───── SOURCE DATA ─────

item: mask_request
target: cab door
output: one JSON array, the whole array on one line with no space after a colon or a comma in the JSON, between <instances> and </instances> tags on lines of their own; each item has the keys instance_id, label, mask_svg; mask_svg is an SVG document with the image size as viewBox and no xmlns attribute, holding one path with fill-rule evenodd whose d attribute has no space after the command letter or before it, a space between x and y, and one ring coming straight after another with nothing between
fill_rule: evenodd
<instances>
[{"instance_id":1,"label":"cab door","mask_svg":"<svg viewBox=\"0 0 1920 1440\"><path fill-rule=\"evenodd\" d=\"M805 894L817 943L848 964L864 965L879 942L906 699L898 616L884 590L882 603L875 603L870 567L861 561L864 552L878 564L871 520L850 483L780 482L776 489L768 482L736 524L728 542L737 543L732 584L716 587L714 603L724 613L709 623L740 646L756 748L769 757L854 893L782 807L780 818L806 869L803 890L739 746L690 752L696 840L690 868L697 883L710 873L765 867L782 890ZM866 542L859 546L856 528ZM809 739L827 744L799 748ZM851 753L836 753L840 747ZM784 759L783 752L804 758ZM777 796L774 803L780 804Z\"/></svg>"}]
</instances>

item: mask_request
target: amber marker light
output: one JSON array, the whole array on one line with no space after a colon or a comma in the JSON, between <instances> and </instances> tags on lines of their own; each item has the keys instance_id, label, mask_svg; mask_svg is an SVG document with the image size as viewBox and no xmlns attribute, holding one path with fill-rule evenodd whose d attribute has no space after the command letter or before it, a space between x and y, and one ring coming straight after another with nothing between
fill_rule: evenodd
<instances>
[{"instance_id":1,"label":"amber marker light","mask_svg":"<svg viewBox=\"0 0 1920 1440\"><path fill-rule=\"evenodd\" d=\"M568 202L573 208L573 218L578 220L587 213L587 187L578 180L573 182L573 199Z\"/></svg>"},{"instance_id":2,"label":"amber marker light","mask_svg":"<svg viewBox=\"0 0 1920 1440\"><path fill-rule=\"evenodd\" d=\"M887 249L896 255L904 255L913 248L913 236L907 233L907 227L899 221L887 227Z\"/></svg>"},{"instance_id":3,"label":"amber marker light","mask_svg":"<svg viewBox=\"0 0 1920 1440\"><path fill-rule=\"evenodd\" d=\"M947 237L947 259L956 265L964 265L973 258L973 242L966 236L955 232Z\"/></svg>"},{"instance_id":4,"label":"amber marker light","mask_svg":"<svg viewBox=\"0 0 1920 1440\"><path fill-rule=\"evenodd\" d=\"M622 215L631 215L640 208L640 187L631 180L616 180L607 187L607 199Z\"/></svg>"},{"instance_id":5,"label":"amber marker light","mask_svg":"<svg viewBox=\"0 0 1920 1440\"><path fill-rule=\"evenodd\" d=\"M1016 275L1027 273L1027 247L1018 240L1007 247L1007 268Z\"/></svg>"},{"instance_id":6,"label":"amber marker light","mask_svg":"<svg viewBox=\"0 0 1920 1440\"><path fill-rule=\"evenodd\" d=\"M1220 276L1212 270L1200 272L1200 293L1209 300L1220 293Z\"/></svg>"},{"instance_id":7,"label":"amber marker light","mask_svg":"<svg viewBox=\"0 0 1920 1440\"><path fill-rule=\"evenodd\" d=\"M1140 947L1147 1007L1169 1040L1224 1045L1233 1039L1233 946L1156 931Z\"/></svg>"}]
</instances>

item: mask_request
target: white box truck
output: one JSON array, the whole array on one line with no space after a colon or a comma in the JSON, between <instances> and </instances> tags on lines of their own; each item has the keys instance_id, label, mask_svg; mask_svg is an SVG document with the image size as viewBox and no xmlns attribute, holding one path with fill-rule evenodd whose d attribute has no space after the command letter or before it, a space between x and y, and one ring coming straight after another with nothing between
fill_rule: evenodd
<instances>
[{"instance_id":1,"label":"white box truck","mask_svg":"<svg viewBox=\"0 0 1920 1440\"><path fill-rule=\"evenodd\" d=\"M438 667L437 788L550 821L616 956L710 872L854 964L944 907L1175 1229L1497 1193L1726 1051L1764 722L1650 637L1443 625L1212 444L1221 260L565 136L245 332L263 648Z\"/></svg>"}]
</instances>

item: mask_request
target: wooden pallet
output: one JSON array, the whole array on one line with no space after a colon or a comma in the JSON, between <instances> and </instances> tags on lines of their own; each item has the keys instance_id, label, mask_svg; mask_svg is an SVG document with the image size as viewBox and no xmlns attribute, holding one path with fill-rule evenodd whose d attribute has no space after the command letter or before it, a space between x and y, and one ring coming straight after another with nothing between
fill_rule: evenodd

─────

**TASK OBJECTIVE:** The entries above are to be retyped exactly, with nothing left out.

**RESULT OF THE EXERCISE:**
item: mask_request
target: cab door
output: one JSON array, the whole array on one line with no space after a colon or a comma in the JSON, between <instances> and </instances> tags on lines of their own; each item has the keys instance_id, label, mask_svg; mask_svg is an SVG document with the image size as viewBox and no xmlns attribute, holding one path with fill-rule evenodd whose d attribute has no space after the command letter or before it, a space between x and y, and one ring coming straight after another with nothing between
fill_rule: evenodd
<instances>
[{"instance_id":1,"label":"cab door","mask_svg":"<svg viewBox=\"0 0 1920 1440\"><path fill-rule=\"evenodd\" d=\"M805 894L817 943L848 964L864 965L879 942L906 699L898 616L884 590L882 603L875 603L870 567L861 561L864 552L878 564L871 520L850 483L780 482L776 489L768 482L736 524L728 542L737 543L732 584L716 587L714 603L724 613L709 623L740 646L756 748L769 757L854 893L782 807L780 818L806 869L803 890L739 746L690 752L696 840L690 868L697 883L710 873L765 867L782 890ZM866 542L859 546L856 528ZM809 739L827 744L799 748ZM851 753L836 753L840 747ZM784 759L783 752L804 758ZM777 796L774 803L780 804Z\"/></svg>"}]
</instances>

item: mask_request
target: amber marker light
output: one JSON array, the whole array on one line with no space after a colon or a comma in the JSON, between <instances> and </instances> tags on lines of their own; each item has the keys instance_id, label, mask_svg; mask_svg is an SVG document with the image size as viewBox and no xmlns attribute, holding one path with fill-rule evenodd whose d attribute has no space after the command letter or before it, a space between x and y, and one ring coming straight after another with nothing between
fill_rule: evenodd
<instances>
[{"instance_id":1,"label":"amber marker light","mask_svg":"<svg viewBox=\"0 0 1920 1440\"><path fill-rule=\"evenodd\" d=\"M568 202L573 208L573 218L578 220L587 213L587 187L578 180L573 182L573 199Z\"/></svg>"},{"instance_id":2,"label":"amber marker light","mask_svg":"<svg viewBox=\"0 0 1920 1440\"><path fill-rule=\"evenodd\" d=\"M887 249L896 255L904 255L913 248L913 236L907 233L907 227L899 221L887 227Z\"/></svg>"},{"instance_id":3,"label":"amber marker light","mask_svg":"<svg viewBox=\"0 0 1920 1440\"><path fill-rule=\"evenodd\" d=\"M947 237L947 259L956 265L964 265L973 258L973 242L966 236L955 232Z\"/></svg>"},{"instance_id":4,"label":"amber marker light","mask_svg":"<svg viewBox=\"0 0 1920 1440\"><path fill-rule=\"evenodd\" d=\"M622 215L631 215L640 208L640 187L631 180L616 180L607 187L607 199Z\"/></svg>"},{"instance_id":5,"label":"amber marker light","mask_svg":"<svg viewBox=\"0 0 1920 1440\"><path fill-rule=\"evenodd\" d=\"M1016 275L1027 273L1027 247L1018 240L1007 247L1007 268Z\"/></svg>"},{"instance_id":6,"label":"amber marker light","mask_svg":"<svg viewBox=\"0 0 1920 1440\"><path fill-rule=\"evenodd\" d=\"M1220 276L1212 270L1200 272L1200 293L1209 300L1220 293Z\"/></svg>"},{"instance_id":7,"label":"amber marker light","mask_svg":"<svg viewBox=\"0 0 1920 1440\"><path fill-rule=\"evenodd\" d=\"M1140 947L1147 1007L1169 1040L1224 1045L1233 1039L1233 946L1156 931Z\"/></svg>"}]
</instances>

item: mask_request
target: white box truck
output: one JSON array, the whole array on one line with no space after a colon or a comma in the JSON, between <instances> and </instances> tags on lines of their own; each item has the keys instance_id, label, mask_svg; mask_svg is an SVG document with the image size as viewBox and no xmlns attribute, holding one path with fill-rule evenodd whose d attribute has no space after the command letter or before it, a space between x and y, and one ring coming straight after another with nothing between
fill_rule: evenodd
<instances>
[{"instance_id":1,"label":"white box truck","mask_svg":"<svg viewBox=\"0 0 1920 1440\"><path fill-rule=\"evenodd\" d=\"M438 667L437 788L550 821L616 956L710 872L854 964L944 907L1175 1229L1497 1193L1726 1051L1764 722L1650 637L1443 625L1212 444L1221 260L565 136L245 332L263 648Z\"/></svg>"}]
</instances>

item: mask_request
target: wooden pallet
output: one JSON array, the whole array on one line with no space after a colon or a comma in the JSON, between <instances> and </instances> tags on lines of their own; each item has the keys instance_id, label, mask_svg; mask_svg is an SVG document with the image size as viewBox and no xmlns attribute, holding one path with fill-rule evenodd whose d attribute has no space after the command letter or before it, a space between x and y, and one ring coming straight after another with nothing between
fill_rule: evenodd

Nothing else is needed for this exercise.